__Passage shown__:
▼▼▼

Yesterday, representatives from the National Park Service, which manages land on which many of the U.S.'s nearly 400 endangered vertebrate species live, visited the lab to sign an agreement with the museum to allow for storage of DNA samples from these species in the chilly facilities.
[View Slide Show: Endangered Species Get Iced in Museum DNA Repository]
"These resources are really what's necessary for the kinds of biological studies to better understand the diversity of life on the planet," said George Amato, director of the museum's Sackler Institute for Comparative Genomics, at the signing.
But the new partners don't have any Jurassic Park–style intention to reanimate lost lineages. The hope is to use these genetic samples—kept at –256 degrees Fahrenheit (–160 degrees Celsius) by vapor boiling off from liquid nitrogen—to create a baseline to find how species and populations are changing and adapting—or not—to environmental changes. But, Amato noted, "it's hard to predict all of the values of this into the future."
Since the lab opened in 2001 the AMNH has been accepting donated samples (often extracted from blood, bone or muscle tissue) from graduate students and other researchers. Along with curation, the museum also makes small samples available for study free of cost. "A lot of people are very happy to have us take them off their hands," said Julie Feinstein, who manages the collection, which has a total capacity of about a million samples.
"What the museum offers to the Park Service is something that we cannot do for ourselves," said Ann Hitchcock, registrar at the National Park Service, which doesn't have any cryogenic facilities of its own and depends on researchers who store samples offsite at a university or laboratory.

▲▲▲

__Problem details__:
Reproduce, word for word, the portion of the article on the museum's DNA repository between "Yesterday, representatives from" and "at the signing.", inclusive.

__Data to examine__:
▼▼▼

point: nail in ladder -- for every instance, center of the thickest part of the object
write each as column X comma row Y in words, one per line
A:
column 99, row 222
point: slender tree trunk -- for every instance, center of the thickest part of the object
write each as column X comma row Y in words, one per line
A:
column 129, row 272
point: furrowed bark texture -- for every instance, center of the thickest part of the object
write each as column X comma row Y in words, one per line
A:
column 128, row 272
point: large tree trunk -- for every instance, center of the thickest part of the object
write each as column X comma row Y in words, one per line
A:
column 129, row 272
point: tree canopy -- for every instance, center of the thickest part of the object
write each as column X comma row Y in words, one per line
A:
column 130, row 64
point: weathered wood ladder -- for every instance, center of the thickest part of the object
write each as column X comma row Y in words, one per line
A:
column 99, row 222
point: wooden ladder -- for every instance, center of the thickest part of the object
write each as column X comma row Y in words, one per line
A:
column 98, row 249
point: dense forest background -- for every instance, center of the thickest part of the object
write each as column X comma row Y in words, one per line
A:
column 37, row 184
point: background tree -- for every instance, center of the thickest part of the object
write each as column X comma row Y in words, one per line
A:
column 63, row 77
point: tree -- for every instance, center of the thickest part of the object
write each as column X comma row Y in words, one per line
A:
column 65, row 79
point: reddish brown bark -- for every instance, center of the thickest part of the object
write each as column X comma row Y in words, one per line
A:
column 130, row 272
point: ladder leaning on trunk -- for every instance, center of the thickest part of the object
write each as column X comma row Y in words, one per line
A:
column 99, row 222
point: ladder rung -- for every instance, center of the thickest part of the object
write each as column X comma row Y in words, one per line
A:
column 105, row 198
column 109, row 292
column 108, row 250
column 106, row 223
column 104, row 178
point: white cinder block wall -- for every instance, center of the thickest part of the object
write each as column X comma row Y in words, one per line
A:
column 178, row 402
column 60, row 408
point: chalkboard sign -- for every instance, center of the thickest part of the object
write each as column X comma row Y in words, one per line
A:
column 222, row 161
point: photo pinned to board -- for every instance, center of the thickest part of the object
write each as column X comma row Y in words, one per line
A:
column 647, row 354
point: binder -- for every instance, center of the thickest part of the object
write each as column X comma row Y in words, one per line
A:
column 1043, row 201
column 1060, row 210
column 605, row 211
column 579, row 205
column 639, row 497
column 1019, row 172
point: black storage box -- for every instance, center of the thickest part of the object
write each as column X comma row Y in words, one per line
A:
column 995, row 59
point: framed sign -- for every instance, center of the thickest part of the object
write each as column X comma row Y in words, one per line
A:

▲▲▲

__Response for this exercise__:
Yesterday, representatives from the National Park Service, which manages land on which many of the U.S.'s nearly 400 endangered vertebrate species live, visited the lab to sign an agreement with the museum to allow for storage of DNA samples from these species in the chilly facilities.
[View Slide Show: Endangered Species Get Iced in Museum DNA Repository]
"These resources are really what's necessary for the kinds of biological studies to better understand the diversity of life on the planet," said George Amato, director of the museum's Sackler Institute for Comparative Genomics, at the signing.